(Text excerpt):

# # # # # # #

# Label encoding

Classification involves many labels, as text or numbers, for example. `sklearn` expects numbers. If they are numbers initially, they can be used directly during the training phase. But labels may not be numbers.

Human-readable text labels are common, but, again `sklearn` expects numbers. This is where **label encoding** becomes involved, which converts _text_ labels to _numerical_ labels which makes the labeled data available for algorithms to operate on it.

### Import
Import `numpy` and `preprocessing`:

In [62]:
import numpy as np
from sklearn import preprocessing

### Labels
List human-readable labels:

In [63]:
input_labels = ['red', 'black', 'red', 'green', 'black', 'yellow', 'white']

### Encoder
Create `LabelEncoder()`:

In [64]:
encoder = preprocessing.LabelEncoder()

### Fit
`fit()` labels:

In [65]:
encoder.fit(input_labels)

LabelEncoder()

### Map
Print label mapping:

In [66]:
print("\nLabel mapping:")
for i, item in enumerate(encoder.classes_):
    print(item, '-->', i)

# # # # # # #

(Dataset):
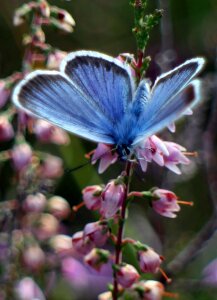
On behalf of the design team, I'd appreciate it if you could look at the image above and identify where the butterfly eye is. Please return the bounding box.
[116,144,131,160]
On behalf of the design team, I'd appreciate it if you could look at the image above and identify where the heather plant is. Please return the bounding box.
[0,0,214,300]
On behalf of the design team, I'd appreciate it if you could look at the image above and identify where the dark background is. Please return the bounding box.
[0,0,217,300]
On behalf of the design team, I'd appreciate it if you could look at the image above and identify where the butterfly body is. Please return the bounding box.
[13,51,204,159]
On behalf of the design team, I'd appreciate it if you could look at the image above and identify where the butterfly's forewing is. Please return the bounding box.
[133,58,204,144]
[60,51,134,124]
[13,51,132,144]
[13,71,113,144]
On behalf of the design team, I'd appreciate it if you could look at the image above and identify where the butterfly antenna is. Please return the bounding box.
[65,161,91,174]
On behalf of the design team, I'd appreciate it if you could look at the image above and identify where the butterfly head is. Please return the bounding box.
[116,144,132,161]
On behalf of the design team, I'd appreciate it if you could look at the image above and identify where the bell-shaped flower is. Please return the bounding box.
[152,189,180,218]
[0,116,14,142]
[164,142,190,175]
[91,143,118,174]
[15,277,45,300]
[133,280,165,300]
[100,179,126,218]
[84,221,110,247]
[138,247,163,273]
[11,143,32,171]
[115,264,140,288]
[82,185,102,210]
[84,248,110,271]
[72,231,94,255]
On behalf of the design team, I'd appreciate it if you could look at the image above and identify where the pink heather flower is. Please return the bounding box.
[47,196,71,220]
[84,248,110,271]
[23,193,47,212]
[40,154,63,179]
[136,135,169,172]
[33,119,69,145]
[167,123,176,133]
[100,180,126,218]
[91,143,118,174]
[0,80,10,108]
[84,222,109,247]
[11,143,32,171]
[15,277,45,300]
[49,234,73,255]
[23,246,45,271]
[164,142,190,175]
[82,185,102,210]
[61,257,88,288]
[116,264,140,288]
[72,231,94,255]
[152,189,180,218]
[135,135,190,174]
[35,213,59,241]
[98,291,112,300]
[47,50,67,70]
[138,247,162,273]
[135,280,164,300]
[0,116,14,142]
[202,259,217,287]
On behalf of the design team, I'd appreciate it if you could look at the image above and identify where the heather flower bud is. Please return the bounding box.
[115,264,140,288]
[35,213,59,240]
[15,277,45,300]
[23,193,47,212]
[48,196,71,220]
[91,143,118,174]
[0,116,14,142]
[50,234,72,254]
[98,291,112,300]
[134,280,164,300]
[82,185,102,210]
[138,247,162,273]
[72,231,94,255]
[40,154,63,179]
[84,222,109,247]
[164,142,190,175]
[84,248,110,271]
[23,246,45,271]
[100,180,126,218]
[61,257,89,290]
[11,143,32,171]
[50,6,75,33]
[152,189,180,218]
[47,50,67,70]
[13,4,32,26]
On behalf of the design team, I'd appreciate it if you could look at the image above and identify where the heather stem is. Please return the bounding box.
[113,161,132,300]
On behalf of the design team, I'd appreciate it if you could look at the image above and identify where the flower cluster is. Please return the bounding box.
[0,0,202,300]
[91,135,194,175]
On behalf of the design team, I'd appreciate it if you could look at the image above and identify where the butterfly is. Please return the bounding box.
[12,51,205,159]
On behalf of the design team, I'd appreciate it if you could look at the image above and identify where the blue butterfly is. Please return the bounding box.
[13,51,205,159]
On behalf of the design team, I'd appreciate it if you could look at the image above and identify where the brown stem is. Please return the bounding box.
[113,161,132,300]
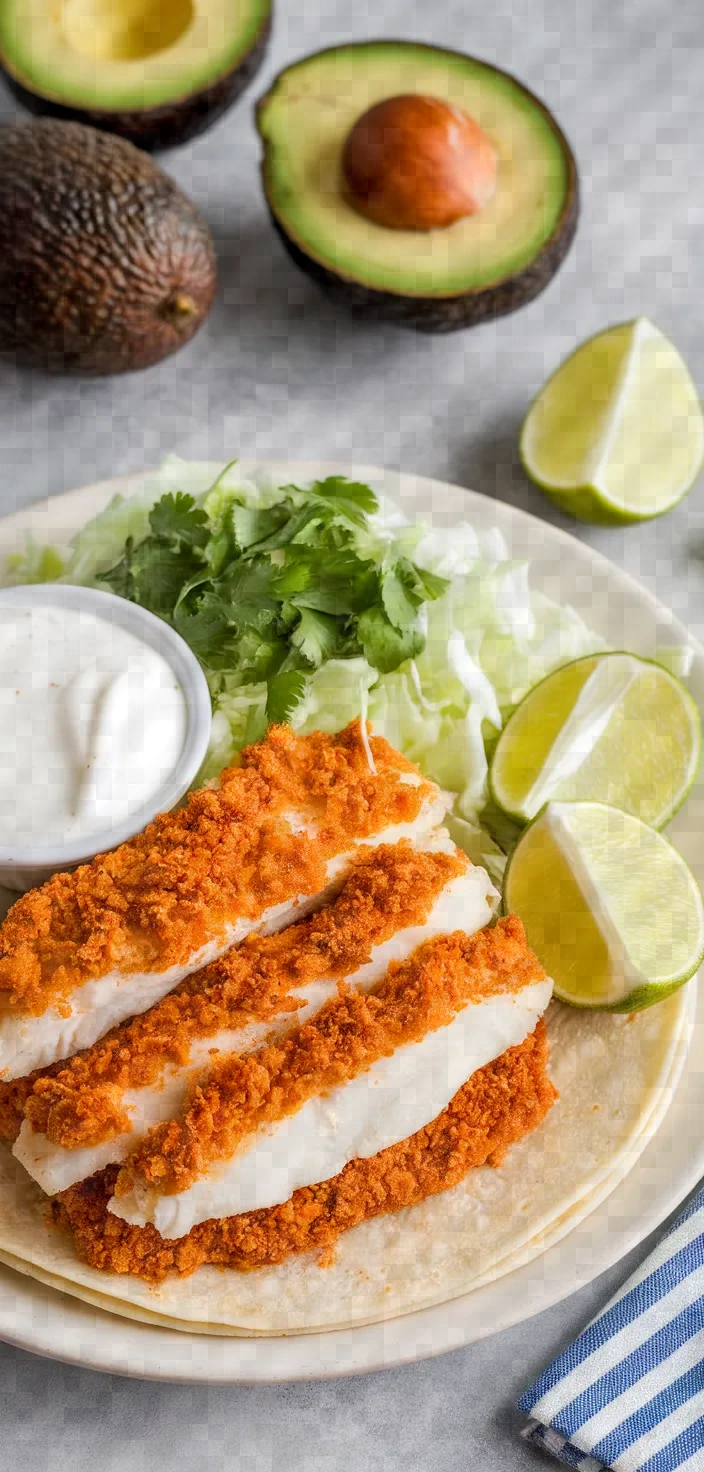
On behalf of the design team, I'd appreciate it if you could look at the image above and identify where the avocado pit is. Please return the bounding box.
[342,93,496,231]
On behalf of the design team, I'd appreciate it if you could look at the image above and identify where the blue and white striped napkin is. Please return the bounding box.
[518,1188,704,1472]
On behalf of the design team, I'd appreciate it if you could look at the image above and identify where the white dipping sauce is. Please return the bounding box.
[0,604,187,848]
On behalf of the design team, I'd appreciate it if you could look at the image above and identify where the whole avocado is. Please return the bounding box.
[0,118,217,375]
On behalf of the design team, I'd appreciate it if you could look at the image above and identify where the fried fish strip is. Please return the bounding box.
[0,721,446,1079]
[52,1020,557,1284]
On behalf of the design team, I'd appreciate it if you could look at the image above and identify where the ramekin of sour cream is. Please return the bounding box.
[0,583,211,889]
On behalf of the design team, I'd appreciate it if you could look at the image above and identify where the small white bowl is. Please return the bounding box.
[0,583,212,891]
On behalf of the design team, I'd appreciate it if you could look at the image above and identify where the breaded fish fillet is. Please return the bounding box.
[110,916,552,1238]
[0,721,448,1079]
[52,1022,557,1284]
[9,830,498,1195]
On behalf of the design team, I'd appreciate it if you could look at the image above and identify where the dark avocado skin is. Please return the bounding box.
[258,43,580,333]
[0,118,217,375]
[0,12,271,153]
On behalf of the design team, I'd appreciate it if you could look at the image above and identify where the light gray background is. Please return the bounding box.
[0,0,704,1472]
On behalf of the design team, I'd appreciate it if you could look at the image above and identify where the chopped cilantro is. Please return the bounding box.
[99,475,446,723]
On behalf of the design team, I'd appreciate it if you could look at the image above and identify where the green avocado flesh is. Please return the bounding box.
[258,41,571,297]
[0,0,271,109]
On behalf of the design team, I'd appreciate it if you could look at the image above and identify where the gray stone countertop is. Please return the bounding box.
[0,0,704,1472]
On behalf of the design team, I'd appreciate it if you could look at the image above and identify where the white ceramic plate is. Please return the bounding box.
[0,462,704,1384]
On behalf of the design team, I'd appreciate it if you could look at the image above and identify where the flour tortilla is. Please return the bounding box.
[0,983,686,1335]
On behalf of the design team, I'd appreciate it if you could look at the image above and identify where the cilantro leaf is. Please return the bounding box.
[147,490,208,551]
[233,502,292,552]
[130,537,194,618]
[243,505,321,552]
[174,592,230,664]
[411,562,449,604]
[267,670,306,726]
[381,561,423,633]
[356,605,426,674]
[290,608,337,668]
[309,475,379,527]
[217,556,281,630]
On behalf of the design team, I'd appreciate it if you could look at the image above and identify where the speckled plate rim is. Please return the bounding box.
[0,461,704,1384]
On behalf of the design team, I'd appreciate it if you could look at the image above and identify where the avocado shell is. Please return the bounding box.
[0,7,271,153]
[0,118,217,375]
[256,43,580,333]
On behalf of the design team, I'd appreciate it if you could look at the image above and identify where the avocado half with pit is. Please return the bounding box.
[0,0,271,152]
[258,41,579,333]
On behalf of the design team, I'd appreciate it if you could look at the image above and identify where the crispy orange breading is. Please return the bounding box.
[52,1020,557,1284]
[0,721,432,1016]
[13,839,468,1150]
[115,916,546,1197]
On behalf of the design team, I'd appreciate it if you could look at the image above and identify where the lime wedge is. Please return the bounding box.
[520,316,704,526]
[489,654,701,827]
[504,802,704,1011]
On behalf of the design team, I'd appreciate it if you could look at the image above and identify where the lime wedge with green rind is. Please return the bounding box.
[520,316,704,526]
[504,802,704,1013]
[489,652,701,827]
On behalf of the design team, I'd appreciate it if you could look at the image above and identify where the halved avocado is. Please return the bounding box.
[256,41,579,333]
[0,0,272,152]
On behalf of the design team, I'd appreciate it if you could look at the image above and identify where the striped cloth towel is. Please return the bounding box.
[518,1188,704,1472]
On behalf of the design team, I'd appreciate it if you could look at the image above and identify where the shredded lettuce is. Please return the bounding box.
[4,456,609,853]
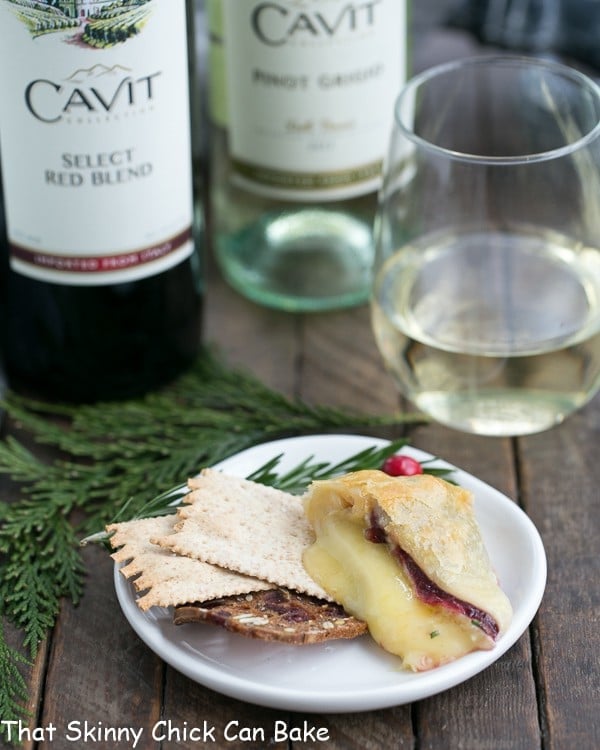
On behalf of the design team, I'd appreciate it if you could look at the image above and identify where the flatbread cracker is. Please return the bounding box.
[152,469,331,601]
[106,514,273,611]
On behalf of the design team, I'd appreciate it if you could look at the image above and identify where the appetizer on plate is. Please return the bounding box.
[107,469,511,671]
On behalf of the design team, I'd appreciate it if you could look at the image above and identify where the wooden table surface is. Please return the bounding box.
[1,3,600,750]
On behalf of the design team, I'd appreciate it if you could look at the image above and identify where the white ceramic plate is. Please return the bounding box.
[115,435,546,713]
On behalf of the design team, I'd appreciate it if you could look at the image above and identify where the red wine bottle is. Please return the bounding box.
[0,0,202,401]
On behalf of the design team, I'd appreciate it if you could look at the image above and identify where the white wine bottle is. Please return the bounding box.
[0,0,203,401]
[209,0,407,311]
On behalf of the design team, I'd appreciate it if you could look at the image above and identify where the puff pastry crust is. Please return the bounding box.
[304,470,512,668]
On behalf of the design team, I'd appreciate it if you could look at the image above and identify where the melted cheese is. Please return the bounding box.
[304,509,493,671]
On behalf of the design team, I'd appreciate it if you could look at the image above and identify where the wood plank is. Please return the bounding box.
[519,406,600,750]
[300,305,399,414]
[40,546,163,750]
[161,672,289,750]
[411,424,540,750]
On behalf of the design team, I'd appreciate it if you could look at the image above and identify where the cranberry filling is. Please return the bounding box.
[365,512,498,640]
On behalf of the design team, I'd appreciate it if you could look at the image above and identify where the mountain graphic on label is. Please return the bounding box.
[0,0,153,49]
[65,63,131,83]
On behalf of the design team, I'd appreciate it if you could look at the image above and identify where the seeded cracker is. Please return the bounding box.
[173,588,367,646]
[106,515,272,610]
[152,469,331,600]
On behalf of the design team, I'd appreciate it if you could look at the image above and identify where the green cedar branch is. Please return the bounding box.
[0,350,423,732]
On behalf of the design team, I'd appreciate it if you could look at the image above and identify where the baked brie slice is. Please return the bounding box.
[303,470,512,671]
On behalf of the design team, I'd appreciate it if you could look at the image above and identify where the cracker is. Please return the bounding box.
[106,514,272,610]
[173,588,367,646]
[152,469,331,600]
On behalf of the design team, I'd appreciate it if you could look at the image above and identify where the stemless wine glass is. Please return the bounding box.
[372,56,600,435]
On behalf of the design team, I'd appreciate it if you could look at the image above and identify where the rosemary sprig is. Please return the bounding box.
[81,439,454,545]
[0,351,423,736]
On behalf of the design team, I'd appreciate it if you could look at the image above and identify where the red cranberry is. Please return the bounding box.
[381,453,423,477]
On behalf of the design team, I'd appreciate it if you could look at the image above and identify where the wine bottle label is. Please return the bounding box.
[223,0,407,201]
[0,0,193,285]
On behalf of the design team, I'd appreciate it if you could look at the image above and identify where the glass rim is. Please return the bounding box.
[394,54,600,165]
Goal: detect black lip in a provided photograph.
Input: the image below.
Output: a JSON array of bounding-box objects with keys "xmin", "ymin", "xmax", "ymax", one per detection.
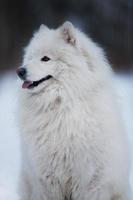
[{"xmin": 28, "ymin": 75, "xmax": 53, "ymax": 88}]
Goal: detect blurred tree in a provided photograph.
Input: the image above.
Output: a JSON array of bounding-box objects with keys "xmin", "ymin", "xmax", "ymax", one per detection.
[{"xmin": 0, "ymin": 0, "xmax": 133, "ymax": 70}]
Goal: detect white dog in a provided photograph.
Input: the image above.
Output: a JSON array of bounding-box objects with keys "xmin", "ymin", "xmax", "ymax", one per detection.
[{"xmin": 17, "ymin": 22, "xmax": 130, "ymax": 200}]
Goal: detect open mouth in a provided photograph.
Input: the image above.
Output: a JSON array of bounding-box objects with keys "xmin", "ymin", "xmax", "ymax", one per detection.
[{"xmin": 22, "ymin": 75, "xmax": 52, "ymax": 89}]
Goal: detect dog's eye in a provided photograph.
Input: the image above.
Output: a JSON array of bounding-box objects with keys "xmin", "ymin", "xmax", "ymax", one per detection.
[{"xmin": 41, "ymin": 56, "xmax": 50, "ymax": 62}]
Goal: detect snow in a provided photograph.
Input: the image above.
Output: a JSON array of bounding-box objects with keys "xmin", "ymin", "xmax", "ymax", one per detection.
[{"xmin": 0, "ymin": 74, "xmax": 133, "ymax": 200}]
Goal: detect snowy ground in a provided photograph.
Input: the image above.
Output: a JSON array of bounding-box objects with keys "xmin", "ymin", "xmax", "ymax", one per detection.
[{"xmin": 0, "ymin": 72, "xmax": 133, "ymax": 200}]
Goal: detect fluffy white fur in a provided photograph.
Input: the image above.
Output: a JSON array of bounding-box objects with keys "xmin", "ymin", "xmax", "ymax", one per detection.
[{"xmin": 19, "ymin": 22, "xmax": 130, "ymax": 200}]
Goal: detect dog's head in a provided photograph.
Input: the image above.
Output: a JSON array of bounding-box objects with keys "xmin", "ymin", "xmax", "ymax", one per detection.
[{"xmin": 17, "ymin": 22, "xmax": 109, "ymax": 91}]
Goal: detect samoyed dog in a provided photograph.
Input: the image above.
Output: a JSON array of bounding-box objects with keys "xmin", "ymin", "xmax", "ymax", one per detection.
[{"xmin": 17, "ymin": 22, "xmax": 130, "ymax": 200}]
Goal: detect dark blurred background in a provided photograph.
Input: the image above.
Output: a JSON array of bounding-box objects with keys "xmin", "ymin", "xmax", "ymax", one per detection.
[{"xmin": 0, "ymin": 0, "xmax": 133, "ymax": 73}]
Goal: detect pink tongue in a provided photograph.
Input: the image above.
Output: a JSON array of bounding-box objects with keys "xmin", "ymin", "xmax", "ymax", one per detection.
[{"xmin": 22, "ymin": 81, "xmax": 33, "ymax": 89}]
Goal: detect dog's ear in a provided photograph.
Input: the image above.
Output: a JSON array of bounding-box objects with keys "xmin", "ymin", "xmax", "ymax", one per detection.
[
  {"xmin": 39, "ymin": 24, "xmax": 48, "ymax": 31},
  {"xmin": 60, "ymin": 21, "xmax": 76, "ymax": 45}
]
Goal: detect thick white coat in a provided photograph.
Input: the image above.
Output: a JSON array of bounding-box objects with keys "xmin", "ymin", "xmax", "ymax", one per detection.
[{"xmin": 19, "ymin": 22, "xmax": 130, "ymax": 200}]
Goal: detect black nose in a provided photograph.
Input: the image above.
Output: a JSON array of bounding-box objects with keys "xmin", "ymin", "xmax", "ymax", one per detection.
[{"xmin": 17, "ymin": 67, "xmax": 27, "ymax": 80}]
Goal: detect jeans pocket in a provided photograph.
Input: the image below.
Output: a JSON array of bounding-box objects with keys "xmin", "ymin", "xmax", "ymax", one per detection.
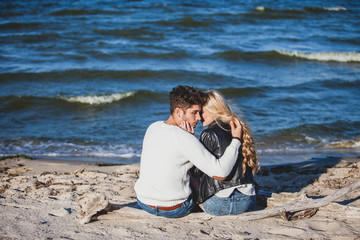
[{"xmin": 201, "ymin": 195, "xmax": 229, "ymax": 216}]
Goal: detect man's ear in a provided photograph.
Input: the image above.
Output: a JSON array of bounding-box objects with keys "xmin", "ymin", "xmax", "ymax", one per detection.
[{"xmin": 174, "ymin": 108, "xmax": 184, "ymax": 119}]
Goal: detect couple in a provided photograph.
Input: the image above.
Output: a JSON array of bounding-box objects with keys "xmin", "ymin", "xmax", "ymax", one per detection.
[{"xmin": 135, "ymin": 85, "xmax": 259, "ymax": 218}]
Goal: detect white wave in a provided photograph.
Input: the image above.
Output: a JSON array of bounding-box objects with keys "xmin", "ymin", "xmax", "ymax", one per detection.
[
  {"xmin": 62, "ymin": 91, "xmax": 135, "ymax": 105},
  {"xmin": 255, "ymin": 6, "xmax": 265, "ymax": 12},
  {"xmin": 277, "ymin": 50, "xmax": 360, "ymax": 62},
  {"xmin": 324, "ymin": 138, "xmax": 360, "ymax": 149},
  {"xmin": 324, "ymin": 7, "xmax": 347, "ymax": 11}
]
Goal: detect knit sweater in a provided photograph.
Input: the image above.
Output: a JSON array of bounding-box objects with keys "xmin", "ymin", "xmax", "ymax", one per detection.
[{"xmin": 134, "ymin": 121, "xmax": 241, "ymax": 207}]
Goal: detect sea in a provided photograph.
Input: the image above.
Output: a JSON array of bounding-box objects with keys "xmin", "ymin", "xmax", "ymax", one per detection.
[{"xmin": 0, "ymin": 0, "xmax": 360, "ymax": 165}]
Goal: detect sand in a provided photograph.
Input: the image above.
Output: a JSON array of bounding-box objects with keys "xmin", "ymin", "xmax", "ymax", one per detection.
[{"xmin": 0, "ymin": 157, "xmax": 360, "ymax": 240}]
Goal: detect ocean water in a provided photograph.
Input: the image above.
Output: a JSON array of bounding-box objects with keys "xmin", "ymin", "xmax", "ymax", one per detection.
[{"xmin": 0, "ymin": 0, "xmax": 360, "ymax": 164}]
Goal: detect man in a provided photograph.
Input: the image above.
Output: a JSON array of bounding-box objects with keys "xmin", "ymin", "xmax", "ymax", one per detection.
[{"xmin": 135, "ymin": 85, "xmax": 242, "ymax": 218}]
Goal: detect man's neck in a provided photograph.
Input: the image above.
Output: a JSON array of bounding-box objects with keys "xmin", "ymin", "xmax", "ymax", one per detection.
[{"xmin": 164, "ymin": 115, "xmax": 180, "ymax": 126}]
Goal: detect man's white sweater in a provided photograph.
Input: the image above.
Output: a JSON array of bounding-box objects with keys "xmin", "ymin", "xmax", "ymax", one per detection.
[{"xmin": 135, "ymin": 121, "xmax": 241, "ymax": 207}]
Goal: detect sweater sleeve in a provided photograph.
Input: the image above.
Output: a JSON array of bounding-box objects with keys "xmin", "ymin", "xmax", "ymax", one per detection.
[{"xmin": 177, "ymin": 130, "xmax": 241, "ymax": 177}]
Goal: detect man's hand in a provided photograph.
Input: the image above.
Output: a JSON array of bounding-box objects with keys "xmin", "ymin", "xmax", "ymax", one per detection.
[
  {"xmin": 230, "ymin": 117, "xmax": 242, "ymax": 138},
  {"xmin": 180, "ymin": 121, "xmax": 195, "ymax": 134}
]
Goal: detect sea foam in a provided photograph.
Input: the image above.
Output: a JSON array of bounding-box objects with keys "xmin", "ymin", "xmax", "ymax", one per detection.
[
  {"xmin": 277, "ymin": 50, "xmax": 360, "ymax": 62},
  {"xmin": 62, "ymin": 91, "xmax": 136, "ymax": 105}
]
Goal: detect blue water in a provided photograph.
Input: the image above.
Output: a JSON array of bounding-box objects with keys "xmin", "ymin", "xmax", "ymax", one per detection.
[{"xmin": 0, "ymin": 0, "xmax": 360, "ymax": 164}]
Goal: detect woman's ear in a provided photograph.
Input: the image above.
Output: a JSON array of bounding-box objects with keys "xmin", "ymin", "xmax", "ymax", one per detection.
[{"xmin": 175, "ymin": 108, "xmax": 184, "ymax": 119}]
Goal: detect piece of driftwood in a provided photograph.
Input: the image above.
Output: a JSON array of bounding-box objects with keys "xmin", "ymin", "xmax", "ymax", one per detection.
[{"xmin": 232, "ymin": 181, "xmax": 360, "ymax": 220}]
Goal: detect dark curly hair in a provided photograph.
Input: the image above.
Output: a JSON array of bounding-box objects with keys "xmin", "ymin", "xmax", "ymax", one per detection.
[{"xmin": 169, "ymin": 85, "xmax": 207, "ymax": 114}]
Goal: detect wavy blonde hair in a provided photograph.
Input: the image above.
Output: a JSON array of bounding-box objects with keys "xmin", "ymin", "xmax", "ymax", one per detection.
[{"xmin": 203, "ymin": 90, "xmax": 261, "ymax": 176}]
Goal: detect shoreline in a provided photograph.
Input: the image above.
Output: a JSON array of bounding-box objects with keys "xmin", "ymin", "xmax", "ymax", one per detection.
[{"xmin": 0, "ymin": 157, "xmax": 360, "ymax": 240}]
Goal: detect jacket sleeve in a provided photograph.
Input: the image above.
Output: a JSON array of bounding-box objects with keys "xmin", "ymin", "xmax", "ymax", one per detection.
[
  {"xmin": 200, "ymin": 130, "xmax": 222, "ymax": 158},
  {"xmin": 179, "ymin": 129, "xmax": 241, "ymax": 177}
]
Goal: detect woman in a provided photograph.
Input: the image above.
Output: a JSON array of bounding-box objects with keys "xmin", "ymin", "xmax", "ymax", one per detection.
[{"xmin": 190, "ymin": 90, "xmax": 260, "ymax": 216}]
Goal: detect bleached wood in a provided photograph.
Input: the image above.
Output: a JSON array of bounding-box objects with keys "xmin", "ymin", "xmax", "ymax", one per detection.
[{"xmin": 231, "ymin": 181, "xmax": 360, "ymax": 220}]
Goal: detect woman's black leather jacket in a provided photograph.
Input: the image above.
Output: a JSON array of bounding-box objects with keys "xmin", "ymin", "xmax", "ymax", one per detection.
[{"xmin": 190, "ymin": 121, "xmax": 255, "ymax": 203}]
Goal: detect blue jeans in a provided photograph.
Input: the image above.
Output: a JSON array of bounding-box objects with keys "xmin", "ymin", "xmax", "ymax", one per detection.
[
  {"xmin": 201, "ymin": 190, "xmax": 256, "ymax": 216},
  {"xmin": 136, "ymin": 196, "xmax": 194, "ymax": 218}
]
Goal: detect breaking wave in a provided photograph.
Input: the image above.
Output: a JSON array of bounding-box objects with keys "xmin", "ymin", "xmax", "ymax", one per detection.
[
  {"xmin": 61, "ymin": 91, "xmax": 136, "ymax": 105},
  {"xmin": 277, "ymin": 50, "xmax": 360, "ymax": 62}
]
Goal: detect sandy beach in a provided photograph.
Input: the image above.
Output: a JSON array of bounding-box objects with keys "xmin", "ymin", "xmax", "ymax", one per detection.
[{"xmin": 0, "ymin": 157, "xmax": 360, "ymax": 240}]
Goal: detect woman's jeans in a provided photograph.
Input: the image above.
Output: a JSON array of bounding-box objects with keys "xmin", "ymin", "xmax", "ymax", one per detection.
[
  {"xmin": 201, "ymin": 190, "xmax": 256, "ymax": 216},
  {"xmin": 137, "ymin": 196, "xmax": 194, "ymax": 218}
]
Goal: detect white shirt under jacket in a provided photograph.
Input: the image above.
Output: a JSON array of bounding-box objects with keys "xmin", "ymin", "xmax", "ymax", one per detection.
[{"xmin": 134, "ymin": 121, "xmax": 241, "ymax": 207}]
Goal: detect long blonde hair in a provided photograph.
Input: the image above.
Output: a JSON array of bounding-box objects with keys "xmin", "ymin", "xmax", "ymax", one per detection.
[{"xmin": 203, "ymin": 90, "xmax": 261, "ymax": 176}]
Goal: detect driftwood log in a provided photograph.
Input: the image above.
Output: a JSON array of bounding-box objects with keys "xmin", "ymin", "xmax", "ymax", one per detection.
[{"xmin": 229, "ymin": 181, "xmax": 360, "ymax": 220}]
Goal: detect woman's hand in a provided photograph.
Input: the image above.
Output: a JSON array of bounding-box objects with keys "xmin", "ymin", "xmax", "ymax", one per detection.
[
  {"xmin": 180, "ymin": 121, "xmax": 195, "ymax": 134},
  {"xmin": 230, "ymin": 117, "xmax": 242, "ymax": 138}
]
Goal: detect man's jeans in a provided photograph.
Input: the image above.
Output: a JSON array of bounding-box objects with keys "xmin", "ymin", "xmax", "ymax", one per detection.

# # # # # # #

(Set tasks):
**1.** In the label encoding text, swap "numbers" for "integers" and write out the passage that begins at the words "Classification involves many" and stops after "operate on it.".
**2.** Extend the label encoding tutorial, picking up after its last line.
The material isn't needed for any of this.

(Per-task outputs):
**1.**
Classification involves many labels, as text or integers, for example. `sklearn` expects integers. If they are integers initially, they can be used directly during the training phase. But labels may not be integers.

Human-readable text labels are common, but, again `sklearn` expects integers. This is where **label encoding** becomes involved, which converts _text_ labels to _numerical_ labels which makes the labeled data available for algorithms to operate on it.

**2.**
Label mapping:
black --> 0
green --> 1
red --> 2
white --> 3
yellow --> 4


### Encode
Encode _text_ labels to _numerical_ coded labels.

In [67]:
test_labels = ['green', 'red', 'black']
encoded_values = encoder.transform(test_labels)
print("\nLabels =", test_labels)
print("Encoded values =", list(encoded_values))


Labels = ['green', 'red', 'black']
Encoded values = [1, 2, 0]


### Decode
_Decode_ from _numerical_ coded labels to original _text_ labels:

In [68]:
encoded_values = [3, 0, 4, 1]
decoded_list = encoder.inverse_transform(encoded_values)
print("\nEncoded values =", encoded_values)
print("Decoded labels =", list(decoded_list))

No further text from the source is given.